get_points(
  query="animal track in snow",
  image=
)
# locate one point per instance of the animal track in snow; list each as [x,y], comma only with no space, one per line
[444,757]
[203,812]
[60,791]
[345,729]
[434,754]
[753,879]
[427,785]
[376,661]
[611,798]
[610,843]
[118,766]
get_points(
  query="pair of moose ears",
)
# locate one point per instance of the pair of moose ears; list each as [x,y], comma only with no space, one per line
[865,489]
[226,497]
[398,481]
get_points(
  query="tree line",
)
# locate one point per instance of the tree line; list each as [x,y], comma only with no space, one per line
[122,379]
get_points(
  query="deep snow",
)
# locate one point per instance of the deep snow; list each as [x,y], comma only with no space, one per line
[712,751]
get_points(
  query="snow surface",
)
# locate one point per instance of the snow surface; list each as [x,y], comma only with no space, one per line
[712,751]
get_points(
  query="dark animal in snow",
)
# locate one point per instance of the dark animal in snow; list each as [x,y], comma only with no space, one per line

--

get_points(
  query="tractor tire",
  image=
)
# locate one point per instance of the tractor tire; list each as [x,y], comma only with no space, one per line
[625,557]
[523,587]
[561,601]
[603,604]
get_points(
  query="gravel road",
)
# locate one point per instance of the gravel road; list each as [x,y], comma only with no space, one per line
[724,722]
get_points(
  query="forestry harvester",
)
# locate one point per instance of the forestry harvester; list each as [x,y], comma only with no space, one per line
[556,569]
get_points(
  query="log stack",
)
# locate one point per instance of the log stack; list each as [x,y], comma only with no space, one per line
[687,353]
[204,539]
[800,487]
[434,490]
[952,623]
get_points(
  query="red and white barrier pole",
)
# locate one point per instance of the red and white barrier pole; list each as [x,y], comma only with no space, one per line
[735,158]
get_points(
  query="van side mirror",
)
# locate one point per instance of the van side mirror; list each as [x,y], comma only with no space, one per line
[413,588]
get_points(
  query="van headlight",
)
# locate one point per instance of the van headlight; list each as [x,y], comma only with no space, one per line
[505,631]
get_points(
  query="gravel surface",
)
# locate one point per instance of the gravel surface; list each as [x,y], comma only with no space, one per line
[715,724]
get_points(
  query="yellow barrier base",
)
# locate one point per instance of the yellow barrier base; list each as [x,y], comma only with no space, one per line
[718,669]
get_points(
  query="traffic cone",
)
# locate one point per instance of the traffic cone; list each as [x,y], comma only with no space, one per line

WHAT IS BEING ASKED:
Pull out every line of the listing above that contains the string "barrier". Case matters.

ANSWER BELOW:
  query="red and white barrier pole",
# locate one point per instance of the red and white barrier pole; list each as [x,y], comma only with no space, one per line
  query="yellow barrier base",
# locate one point per instance of the yellow barrier base; list each as [x,y], comma only with no space, one per line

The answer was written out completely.